◆ Task description ◆
A complete answer includes every line below with the word "spoon".
-- Supplied entries follows --
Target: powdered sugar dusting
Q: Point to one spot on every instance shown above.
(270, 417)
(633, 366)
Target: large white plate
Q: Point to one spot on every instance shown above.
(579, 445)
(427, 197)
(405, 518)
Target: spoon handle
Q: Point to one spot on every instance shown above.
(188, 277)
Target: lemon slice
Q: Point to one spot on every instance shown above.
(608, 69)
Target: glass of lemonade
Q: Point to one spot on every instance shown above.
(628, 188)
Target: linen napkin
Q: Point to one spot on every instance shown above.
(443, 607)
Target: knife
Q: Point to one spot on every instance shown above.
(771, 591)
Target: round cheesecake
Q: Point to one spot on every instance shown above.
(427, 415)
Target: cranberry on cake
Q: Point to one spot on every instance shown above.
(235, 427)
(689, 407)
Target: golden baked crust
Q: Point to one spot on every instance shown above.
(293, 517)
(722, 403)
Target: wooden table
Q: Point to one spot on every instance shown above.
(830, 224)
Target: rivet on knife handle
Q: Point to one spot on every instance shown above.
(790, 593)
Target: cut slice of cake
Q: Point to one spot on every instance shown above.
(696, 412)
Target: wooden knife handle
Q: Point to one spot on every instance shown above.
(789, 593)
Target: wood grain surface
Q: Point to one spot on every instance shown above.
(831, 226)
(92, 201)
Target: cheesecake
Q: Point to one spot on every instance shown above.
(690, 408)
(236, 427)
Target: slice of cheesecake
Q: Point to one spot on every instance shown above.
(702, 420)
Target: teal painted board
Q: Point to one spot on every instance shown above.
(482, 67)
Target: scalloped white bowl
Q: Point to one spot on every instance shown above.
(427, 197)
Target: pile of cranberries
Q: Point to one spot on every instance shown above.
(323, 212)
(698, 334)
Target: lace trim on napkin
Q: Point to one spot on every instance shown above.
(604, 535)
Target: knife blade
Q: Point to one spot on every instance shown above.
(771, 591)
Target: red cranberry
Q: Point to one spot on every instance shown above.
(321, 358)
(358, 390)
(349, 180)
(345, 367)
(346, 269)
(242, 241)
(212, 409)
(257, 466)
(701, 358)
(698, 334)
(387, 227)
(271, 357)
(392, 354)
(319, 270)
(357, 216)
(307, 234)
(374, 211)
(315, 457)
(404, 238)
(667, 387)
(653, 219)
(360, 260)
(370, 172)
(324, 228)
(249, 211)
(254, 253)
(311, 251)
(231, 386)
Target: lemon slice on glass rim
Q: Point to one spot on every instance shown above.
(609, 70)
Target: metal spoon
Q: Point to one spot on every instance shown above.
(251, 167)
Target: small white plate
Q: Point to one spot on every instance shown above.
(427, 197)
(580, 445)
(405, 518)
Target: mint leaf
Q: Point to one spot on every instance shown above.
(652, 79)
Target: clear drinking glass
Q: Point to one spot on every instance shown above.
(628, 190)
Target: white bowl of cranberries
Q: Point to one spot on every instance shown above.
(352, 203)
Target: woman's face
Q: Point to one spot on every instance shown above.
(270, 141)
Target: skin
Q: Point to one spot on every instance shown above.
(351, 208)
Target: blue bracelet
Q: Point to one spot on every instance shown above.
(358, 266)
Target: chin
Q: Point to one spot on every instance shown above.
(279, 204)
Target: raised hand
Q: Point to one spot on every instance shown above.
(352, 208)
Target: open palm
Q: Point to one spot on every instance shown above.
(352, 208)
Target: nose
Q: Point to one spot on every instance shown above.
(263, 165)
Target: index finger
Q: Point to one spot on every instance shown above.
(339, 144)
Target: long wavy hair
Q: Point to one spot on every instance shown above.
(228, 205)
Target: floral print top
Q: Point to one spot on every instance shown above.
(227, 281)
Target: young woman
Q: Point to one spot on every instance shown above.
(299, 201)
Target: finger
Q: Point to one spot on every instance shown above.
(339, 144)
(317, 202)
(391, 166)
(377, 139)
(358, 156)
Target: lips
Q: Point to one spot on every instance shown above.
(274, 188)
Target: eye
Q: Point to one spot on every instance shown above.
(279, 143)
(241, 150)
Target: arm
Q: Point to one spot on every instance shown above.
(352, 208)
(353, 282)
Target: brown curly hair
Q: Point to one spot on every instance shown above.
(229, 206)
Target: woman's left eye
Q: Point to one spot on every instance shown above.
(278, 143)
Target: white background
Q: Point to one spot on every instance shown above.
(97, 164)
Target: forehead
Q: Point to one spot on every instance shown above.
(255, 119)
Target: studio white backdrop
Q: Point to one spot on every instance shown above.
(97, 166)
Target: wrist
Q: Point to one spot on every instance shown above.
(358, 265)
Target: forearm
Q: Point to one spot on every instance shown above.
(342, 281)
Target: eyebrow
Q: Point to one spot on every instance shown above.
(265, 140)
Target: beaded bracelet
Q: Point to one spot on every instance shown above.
-- Supplied entries concluded --
◆ Task response ◆
Target: spoon handle
Target: metal spoon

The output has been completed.